**What is expected:**
How many lines in the rows below contain the word "white", counting only matches with the same case? Reply with the number alone.
===
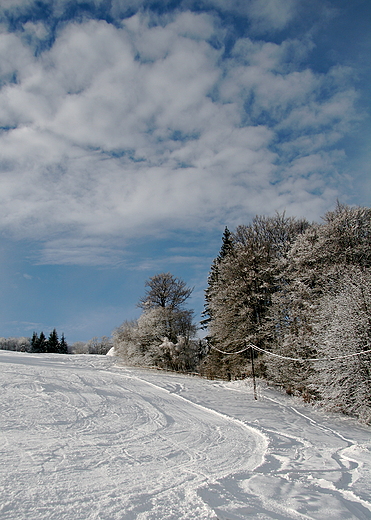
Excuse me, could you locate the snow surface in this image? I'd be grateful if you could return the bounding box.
[0,351,371,520]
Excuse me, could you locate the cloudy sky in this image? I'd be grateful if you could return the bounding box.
[0,0,371,343]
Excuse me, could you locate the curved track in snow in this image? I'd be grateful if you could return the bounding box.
[0,352,265,520]
[0,351,371,520]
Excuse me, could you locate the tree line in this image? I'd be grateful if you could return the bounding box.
[200,204,371,423]
[113,203,371,423]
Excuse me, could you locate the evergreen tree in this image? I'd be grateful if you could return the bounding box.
[31,332,39,352]
[37,331,48,353]
[204,214,308,377]
[201,227,233,329]
[59,332,68,354]
[46,329,59,353]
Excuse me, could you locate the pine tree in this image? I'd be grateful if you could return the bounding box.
[201,227,233,329]
[31,332,39,352]
[37,331,48,353]
[47,329,59,353]
[59,332,68,354]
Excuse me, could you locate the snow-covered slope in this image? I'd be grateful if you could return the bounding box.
[0,351,371,520]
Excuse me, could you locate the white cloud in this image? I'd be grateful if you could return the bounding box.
[0,12,362,264]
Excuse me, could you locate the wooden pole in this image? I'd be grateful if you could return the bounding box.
[250,345,258,401]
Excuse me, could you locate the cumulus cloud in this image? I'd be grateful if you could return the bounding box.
[0,9,362,264]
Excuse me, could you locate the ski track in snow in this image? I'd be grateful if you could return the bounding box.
[0,351,371,520]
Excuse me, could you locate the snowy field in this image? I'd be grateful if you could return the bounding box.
[0,351,371,520]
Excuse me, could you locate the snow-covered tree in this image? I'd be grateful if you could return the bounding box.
[311,267,371,424]
[267,204,371,397]
[113,273,198,370]
[204,214,308,377]
[46,329,59,352]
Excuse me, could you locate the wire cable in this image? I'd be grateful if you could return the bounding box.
[210,343,371,362]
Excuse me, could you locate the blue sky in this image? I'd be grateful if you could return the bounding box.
[0,0,371,343]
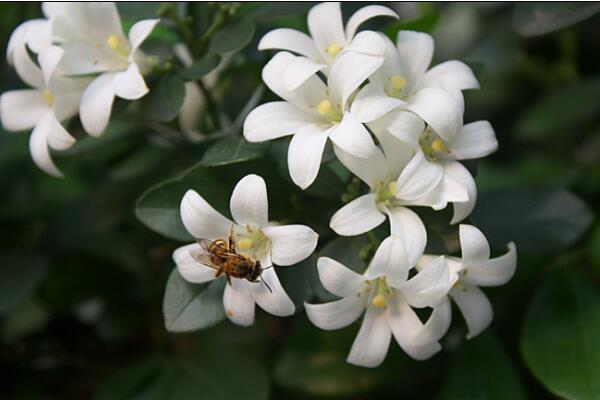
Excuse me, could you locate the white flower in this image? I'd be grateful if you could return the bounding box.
[417,225,517,340]
[173,175,318,326]
[244,35,383,189]
[305,236,445,367]
[43,3,158,136]
[387,112,498,224]
[258,2,398,73]
[330,129,467,265]
[351,31,479,140]
[0,20,89,176]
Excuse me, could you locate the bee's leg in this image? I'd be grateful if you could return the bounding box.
[229,223,235,253]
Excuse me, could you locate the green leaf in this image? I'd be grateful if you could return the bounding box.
[0,254,46,315]
[179,54,221,81]
[209,19,256,54]
[521,268,600,399]
[513,2,600,36]
[516,78,600,139]
[140,75,185,122]
[472,189,593,252]
[135,162,229,242]
[440,332,527,400]
[202,136,268,167]
[163,267,225,332]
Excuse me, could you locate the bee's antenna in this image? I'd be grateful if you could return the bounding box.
[260,276,273,293]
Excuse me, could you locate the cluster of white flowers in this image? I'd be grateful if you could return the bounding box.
[0,3,158,176]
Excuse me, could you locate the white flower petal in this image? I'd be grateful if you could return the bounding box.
[304,295,366,331]
[128,19,160,53]
[308,2,346,63]
[350,83,406,123]
[112,63,149,100]
[387,207,427,266]
[173,243,216,283]
[399,256,456,308]
[79,73,115,136]
[407,88,463,141]
[414,297,452,345]
[365,235,411,287]
[387,292,442,360]
[262,225,319,265]
[258,28,321,60]
[254,268,296,317]
[396,31,433,82]
[0,89,49,131]
[450,283,494,339]
[444,162,477,224]
[333,145,391,189]
[244,101,314,142]
[283,56,325,90]
[288,124,330,189]
[462,242,517,286]
[329,193,385,236]
[448,121,498,160]
[396,151,444,202]
[223,279,254,326]
[327,41,385,109]
[347,307,392,367]
[46,113,75,150]
[229,174,269,227]
[317,257,365,298]
[262,51,329,112]
[29,111,63,177]
[179,190,233,240]
[38,46,65,86]
[388,111,425,149]
[419,60,479,91]
[346,5,398,40]
[458,224,490,265]
[329,112,377,158]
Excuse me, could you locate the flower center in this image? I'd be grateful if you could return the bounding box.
[106,33,129,57]
[386,75,407,98]
[419,127,450,161]
[235,225,270,260]
[42,89,54,107]
[325,42,342,58]
[371,276,390,308]
[317,99,342,122]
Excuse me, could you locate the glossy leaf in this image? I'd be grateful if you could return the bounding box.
[513,2,600,36]
[440,332,527,400]
[140,75,185,122]
[516,79,600,139]
[472,189,593,252]
[521,266,600,400]
[209,18,256,54]
[0,254,46,314]
[163,267,225,332]
[179,54,221,81]
[202,136,268,167]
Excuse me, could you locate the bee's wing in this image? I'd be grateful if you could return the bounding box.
[190,239,217,269]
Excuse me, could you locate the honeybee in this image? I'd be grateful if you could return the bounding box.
[190,232,272,292]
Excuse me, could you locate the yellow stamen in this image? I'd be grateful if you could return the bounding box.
[325,42,342,58]
[237,238,252,250]
[106,33,121,50]
[317,99,331,115]
[372,294,385,308]
[390,75,406,92]
[42,89,54,106]
[431,139,446,153]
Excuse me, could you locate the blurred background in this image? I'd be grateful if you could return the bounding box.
[0,3,600,400]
===
**Complete answer:**
4